(Location annotation dataset excerpts)
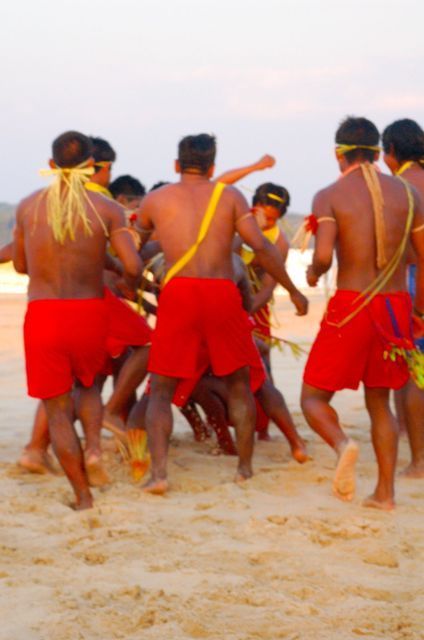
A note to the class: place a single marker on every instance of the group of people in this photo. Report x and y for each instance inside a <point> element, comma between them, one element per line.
<point>205,263</point>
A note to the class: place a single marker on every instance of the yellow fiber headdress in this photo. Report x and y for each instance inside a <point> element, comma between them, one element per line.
<point>67,201</point>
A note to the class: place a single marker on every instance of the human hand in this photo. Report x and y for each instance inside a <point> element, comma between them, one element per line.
<point>300,302</point>
<point>266,162</point>
<point>311,276</point>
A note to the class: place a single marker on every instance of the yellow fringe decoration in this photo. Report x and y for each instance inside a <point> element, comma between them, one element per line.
<point>383,278</point>
<point>135,453</point>
<point>66,202</point>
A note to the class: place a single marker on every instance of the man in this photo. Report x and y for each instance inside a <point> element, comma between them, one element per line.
<point>104,157</point>
<point>200,316</point>
<point>128,191</point>
<point>366,217</point>
<point>403,145</point>
<point>60,241</point>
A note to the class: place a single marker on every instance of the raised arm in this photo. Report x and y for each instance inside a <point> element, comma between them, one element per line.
<point>234,175</point>
<point>18,253</point>
<point>124,246</point>
<point>267,255</point>
<point>6,253</point>
<point>325,239</point>
<point>417,240</point>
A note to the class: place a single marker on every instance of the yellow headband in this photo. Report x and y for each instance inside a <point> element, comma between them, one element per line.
<point>275,197</point>
<point>83,171</point>
<point>341,149</point>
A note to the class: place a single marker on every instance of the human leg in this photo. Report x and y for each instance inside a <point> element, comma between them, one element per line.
<point>159,429</point>
<point>242,414</point>
<point>323,419</point>
<point>67,447</point>
<point>275,407</point>
<point>385,436</point>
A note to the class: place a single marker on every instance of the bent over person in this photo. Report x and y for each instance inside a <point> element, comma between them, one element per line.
<point>60,242</point>
<point>368,218</point>
<point>201,320</point>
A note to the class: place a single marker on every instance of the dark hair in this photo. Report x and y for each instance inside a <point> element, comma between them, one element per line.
<point>197,153</point>
<point>158,185</point>
<point>102,151</point>
<point>358,131</point>
<point>71,149</point>
<point>127,186</point>
<point>263,195</point>
<point>406,139</point>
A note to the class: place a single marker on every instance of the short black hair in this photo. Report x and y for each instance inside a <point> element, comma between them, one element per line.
<point>197,153</point>
<point>358,131</point>
<point>158,185</point>
<point>263,195</point>
<point>406,139</point>
<point>102,150</point>
<point>71,149</point>
<point>127,186</point>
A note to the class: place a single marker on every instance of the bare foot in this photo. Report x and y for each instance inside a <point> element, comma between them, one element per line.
<point>82,503</point>
<point>344,478</point>
<point>115,424</point>
<point>243,474</point>
<point>156,487</point>
<point>264,435</point>
<point>413,471</point>
<point>97,476</point>
<point>36,461</point>
<point>374,503</point>
<point>299,451</point>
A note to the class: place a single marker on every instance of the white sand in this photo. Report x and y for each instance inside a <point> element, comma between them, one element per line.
<point>278,558</point>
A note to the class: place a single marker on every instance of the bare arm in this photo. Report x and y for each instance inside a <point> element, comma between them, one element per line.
<point>267,255</point>
<point>417,240</point>
<point>234,175</point>
<point>264,295</point>
<point>325,239</point>
<point>6,253</point>
<point>19,256</point>
<point>124,246</point>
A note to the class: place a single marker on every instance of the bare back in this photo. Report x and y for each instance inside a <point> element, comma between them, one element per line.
<point>348,201</point>
<point>73,269</point>
<point>176,212</point>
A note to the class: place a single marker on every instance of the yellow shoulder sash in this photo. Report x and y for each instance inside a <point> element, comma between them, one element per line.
<point>204,228</point>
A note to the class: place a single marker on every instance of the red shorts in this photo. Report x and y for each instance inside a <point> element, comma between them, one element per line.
<point>201,323</point>
<point>261,321</point>
<point>126,327</point>
<point>65,340</point>
<point>343,357</point>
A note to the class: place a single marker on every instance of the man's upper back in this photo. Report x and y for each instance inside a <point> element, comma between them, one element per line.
<point>74,268</point>
<point>349,201</point>
<point>176,211</point>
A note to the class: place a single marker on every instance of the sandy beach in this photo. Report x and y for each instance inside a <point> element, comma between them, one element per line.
<point>279,557</point>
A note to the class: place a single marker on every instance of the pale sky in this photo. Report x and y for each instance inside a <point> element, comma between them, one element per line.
<point>272,76</point>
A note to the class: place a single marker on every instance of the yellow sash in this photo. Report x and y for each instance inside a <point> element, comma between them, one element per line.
<point>384,276</point>
<point>97,188</point>
<point>247,254</point>
<point>204,227</point>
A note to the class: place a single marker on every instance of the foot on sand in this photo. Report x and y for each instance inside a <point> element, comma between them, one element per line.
<point>97,476</point>
<point>156,487</point>
<point>115,424</point>
<point>36,461</point>
<point>344,478</point>
<point>299,451</point>
<point>413,471</point>
<point>374,503</point>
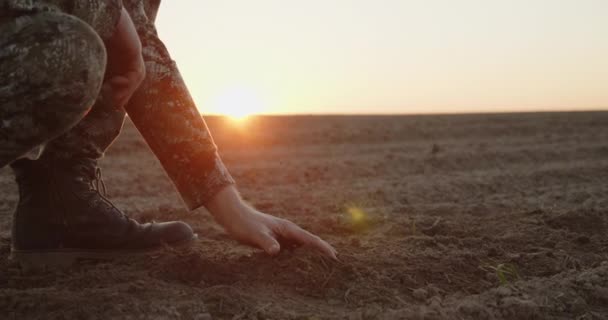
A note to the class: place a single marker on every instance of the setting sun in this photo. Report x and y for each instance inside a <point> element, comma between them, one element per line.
<point>238,103</point>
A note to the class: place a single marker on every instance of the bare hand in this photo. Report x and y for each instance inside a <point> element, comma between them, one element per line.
<point>261,230</point>
<point>125,69</point>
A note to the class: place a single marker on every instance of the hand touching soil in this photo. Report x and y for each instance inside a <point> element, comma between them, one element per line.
<point>255,228</point>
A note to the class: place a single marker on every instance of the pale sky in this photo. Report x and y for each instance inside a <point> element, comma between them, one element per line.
<point>390,56</point>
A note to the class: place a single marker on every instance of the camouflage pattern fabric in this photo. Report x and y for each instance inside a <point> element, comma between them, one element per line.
<point>165,114</point>
<point>167,117</point>
<point>51,70</point>
<point>101,15</point>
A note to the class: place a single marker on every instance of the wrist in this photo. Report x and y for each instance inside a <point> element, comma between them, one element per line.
<point>227,202</point>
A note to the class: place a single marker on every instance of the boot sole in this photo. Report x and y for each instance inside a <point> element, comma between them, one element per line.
<point>63,258</point>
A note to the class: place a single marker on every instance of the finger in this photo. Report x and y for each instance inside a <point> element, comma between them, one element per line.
<point>269,244</point>
<point>292,231</point>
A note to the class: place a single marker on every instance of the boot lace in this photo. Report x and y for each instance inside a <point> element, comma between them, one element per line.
<point>98,185</point>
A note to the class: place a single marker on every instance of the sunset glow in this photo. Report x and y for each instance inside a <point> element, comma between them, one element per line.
<point>238,103</point>
<point>390,56</point>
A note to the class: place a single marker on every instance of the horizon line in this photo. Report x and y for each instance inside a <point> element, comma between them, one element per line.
<point>601,109</point>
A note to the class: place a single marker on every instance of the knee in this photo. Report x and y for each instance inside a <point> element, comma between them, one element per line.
<point>71,63</point>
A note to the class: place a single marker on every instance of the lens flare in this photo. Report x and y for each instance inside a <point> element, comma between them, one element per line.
<point>359,219</point>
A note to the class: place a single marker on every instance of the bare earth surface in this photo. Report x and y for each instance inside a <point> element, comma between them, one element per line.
<point>435,217</point>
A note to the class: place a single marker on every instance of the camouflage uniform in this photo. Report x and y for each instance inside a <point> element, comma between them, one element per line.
<point>162,108</point>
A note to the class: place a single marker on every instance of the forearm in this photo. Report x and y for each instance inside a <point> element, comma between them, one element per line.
<point>168,119</point>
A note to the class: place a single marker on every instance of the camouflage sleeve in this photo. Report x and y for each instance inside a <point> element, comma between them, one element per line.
<point>101,15</point>
<point>168,119</point>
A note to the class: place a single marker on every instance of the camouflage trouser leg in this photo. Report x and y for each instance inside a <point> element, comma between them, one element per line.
<point>51,69</point>
<point>165,114</point>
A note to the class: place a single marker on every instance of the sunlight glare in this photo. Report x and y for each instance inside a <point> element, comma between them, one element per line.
<point>239,103</point>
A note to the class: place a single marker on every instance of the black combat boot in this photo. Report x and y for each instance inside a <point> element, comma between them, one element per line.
<point>63,216</point>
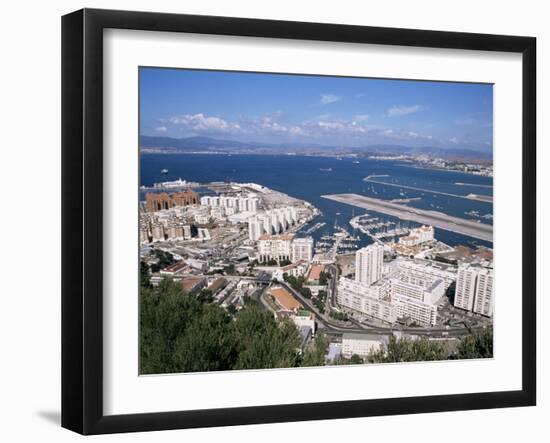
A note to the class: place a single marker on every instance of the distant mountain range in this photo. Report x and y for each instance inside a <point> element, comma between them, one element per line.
<point>209,144</point>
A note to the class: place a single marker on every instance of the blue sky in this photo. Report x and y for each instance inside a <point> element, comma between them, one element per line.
<point>332,111</point>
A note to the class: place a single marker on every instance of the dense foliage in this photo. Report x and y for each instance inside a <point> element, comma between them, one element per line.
<point>186,333</point>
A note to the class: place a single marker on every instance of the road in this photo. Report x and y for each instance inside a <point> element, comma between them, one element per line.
<point>446,222</point>
<point>330,327</point>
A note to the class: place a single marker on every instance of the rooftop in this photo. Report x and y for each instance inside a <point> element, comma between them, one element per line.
<point>315,272</point>
<point>285,299</point>
<point>369,337</point>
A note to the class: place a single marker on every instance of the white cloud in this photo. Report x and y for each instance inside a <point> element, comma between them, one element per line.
<point>399,110</point>
<point>329,98</point>
<point>202,123</point>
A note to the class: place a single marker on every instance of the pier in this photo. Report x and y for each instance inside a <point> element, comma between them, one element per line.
<point>439,220</point>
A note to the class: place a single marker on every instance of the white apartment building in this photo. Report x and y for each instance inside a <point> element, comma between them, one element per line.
<point>404,294</point>
<point>157,232</point>
<point>465,288</point>
<point>431,268</point>
<point>474,289</point>
<point>484,294</point>
<point>302,249</point>
<point>368,264</point>
<point>361,344</point>
<point>417,236</point>
<point>304,318</point>
<point>272,221</point>
<point>418,286</point>
<point>276,247</point>
<point>242,203</point>
<point>366,300</point>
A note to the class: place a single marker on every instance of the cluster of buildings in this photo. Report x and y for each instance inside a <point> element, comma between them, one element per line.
<point>417,236</point>
<point>403,289</point>
<point>232,204</point>
<point>474,289</point>
<point>285,305</point>
<point>158,201</point>
<point>169,226</point>
<point>272,221</point>
<point>284,247</point>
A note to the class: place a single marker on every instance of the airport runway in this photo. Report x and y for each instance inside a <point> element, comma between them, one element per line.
<point>439,220</point>
<point>471,196</point>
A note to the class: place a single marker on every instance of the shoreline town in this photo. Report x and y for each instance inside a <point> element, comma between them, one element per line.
<point>245,241</point>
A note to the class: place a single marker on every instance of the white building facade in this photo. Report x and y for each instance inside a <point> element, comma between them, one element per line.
<point>302,249</point>
<point>474,289</point>
<point>368,264</point>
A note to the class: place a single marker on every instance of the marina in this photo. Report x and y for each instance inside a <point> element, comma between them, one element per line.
<point>462,226</point>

### Set problem
Reproduce the items from the line containing "of the airport" through the end of the items, replacing "single marker" with "single dot" and leaving everything else unchanged.

### Response to the task
A note to the class: place a single dot on every instance of the airport runway in this photo. Report x and y for each instance inside a <point> element, comma between them, one element per line.
<point>439,220</point>
<point>471,196</point>
A note to the class: place a single dot on every instance of the shoreline town in this photo. Report x and y for each instance inside a <point> element, comma between them, one element per line.
<point>245,241</point>
A note to the class: place a single dot on every instance of the white building facade in this photo. Report x and y for each instance inside a <point> element, comma between them, one element per line.
<point>302,249</point>
<point>474,289</point>
<point>368,264</point>
A note to the class: place a single dot on every instance of the marina in this photo. Report x and y for each instance inside a <point> element, comma between them, one element per line.
<point>462,226</point>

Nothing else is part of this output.